● Document excerpt
____

In short, along with good leadership, a company needs great economics for it to be truly a conservative investment.


II. 4 :  THE FOURTH DIMENSION
Price of a Conservative Investment
Fisher posits that many fortunes have been made when investors have refused to sell their position in a rapidly appreciating equity. If the company is of a high quality then selling it is rather foolish, at almost any price, because of the scarcity of high-quality investments. What will you do with the money?
"Every significant price move of any individual common stock in relation to stocks as a whole occurs because of a changed appraisal of that stock by the financial community," writes Fisher. He warns us about the vagaries of these "appraisals", emphasizing that they are not snapshots of true company performance but only opinions of fallible human minds—minds prone to herd behavior at that.


II. 5 :  MORE ABOUT THE FOURTH DIMENSION
To illustrate the willy-nilly stances common to analysts Fisher looks their views chemical industry from the 1950s to the 1970s. In the 50s chemical concerns were golden synthesizing wonder products like DDT and nylon. In the 60s they appeared to be commodity producers with seemingly the same business characteristics of steel mills. Then in the 70s, for whatever reason, chemical stocks became expensive again.


II. 6 :  STILL MORE ABOUT THE FOURTH DIMENSION
"The fourth dimension to stock investing might be summarized in this way: The price of any particular stock at any particular moment is determined by the current-financial community appraisal of the particular company, of the industry it is in, and to some degree of the general level of stock prices. Determining whether at that moment the price of a stock is attractive, unattractive or somewhere in between depends for the most part on the degree these appraisals vary from reality. However, to the extent that the general level of stock prices affects the total picture, it also depends somewhat on correctly estimating coming changes in certain purely financial factors, of which interest rates are by far the most important."


III. 1:  ORIGINS OF A PHILOSOPHY
--Part III is entitled "Developing an Investment Philosophy"--
This chapter reviews Fisher’s early hard-luck experiences and how they forged his philosophy. His interest in investing bubbled up as grammar school kid when he overheard his uncle explaining stocks to Fisher’s grandmother. Fifteen years or so later he had completed his first year at Stanford and went to work for a bank "writing" reports on companies which the bank was issuing high-yield debt for. (He noted that he wasn’t really originating the reports, as the standard practice was to paraphrase whatever was in Moody’s.) Encouraged by a supporting boss, Fisher began seeking out the management of the debt issuing companies and incorporating his inquiries into his reports.
In performing his due diligence Fisher came to a first principle, "Reading the printed financial records about a company is never enough to justify an investment."
Fisher went on to loose money during this period of time. He wasn’t alone: it was 1929. Another principle learned – "what really counts in determining whether a stock is cheap or overpriced is not the ratio to the current year’s earnings, but its ratio to the earnings a few years ahead"--, and one more job completed at an investment firm, Fisher struck out on his own. In 1933 he managed a monthly profit of $29 (rent was $25), but soon (1935) his practice was "extremely profitable."

____

● Records supplied
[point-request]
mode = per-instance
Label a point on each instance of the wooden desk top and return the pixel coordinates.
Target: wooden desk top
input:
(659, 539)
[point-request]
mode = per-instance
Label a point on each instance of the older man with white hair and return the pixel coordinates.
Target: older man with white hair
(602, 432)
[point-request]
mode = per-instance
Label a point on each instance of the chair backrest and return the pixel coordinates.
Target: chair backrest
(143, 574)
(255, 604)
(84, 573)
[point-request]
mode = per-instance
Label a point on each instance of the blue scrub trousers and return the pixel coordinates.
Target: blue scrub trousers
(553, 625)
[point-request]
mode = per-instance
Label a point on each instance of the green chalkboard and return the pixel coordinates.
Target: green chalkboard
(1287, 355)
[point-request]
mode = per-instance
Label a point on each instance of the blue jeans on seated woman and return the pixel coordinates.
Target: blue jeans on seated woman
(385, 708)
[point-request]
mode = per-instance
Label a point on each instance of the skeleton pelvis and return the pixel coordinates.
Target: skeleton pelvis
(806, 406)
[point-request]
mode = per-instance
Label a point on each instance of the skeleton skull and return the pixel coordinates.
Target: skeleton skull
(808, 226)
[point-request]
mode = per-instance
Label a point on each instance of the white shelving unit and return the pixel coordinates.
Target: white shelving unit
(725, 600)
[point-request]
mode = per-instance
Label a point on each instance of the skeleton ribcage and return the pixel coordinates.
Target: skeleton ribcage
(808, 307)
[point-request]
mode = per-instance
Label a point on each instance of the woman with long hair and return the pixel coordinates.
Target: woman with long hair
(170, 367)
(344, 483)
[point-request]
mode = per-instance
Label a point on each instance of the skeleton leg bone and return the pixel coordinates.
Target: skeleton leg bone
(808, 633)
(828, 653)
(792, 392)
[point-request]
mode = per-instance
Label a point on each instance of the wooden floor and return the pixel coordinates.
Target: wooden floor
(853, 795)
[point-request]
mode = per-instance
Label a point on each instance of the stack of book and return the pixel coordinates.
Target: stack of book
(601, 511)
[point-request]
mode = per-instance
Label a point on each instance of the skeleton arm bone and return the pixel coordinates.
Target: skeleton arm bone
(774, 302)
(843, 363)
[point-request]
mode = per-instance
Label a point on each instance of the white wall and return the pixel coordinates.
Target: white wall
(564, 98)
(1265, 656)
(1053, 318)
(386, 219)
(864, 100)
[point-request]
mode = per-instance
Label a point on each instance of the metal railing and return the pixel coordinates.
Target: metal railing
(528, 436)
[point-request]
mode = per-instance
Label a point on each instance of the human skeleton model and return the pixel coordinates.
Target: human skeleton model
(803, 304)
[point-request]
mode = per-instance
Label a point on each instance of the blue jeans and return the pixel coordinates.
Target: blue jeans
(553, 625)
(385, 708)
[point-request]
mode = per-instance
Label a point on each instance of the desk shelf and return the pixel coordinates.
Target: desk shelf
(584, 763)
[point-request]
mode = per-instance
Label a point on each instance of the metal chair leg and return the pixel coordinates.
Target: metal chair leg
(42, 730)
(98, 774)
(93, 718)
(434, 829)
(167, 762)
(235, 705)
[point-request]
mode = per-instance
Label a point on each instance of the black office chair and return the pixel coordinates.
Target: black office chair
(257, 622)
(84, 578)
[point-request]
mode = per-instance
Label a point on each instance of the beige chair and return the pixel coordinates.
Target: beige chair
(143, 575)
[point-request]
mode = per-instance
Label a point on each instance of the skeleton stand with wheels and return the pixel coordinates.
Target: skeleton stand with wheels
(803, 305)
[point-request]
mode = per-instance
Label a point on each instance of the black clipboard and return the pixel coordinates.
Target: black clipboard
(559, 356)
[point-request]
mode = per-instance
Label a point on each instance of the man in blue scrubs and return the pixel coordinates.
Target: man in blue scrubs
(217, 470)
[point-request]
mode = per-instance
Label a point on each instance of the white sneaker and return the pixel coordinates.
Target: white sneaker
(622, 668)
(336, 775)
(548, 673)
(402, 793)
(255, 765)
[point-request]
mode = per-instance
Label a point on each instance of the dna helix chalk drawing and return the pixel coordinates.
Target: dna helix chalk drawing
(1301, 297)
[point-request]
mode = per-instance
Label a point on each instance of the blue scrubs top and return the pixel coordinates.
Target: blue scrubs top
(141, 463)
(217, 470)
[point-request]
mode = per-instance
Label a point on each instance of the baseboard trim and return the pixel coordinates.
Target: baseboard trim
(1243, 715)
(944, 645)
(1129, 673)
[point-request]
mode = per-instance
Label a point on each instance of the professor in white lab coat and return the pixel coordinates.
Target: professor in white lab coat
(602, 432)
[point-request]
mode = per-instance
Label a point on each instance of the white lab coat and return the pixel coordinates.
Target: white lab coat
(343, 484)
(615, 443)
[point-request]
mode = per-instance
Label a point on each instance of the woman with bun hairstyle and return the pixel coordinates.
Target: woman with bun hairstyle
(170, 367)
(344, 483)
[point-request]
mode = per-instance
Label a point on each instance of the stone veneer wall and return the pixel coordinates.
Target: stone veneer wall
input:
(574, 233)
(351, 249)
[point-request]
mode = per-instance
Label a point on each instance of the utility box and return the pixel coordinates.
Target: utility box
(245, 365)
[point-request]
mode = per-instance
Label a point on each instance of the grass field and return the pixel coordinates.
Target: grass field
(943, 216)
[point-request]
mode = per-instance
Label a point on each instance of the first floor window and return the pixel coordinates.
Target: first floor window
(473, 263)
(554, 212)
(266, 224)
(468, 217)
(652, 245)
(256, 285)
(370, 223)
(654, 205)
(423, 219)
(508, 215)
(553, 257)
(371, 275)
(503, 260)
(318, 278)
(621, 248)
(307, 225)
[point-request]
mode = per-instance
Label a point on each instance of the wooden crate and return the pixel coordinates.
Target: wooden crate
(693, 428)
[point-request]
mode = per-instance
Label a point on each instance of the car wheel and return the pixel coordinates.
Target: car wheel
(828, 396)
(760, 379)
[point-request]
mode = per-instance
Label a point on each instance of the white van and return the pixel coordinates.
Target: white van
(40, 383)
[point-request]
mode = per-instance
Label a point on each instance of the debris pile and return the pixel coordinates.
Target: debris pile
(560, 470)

____

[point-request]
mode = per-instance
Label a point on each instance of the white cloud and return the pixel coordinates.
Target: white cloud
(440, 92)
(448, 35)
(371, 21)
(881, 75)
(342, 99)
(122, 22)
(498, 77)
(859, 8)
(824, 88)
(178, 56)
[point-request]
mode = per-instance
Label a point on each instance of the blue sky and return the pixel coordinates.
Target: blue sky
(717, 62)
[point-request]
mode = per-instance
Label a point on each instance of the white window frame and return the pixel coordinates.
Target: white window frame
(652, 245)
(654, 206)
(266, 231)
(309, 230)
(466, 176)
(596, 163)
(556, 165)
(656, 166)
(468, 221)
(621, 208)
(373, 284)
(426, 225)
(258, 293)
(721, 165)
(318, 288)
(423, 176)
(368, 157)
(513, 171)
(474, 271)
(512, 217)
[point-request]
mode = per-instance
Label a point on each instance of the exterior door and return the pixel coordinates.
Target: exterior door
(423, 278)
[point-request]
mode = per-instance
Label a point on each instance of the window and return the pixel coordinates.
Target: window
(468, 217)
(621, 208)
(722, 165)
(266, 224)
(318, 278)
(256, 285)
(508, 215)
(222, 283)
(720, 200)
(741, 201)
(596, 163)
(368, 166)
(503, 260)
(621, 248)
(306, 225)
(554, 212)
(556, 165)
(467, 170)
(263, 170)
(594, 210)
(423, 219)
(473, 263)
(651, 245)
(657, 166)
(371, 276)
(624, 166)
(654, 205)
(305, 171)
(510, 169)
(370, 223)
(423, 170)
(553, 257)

____

● Exercise tasks
1 > From the summary of Fisher's investing ideas, output the passage that opens with the words containing "In short, along" and closes with "with the money?".
2 > According to the summary of Fisher's investing ideas, what monthly profit did Fisher manage in 1933, and what was his rent?

● Solutions to the exercise
1 >
In short, along with good leadership, a company needs great economics for it to be truly a conservative investment.


II. 4 :  THE FOURTH DIMENSION
Price of a Conservative Investment
Fisher posits that many fortunes have been made when investors have refused to sell their position in a rapidly appreciating equity. If the company is of a high quality then selling it is rather foolish, at almost any price, because of the scarcity of high-quality investments. What will you do with the money?

2 > A monthly profit of $29, while his rent was $25.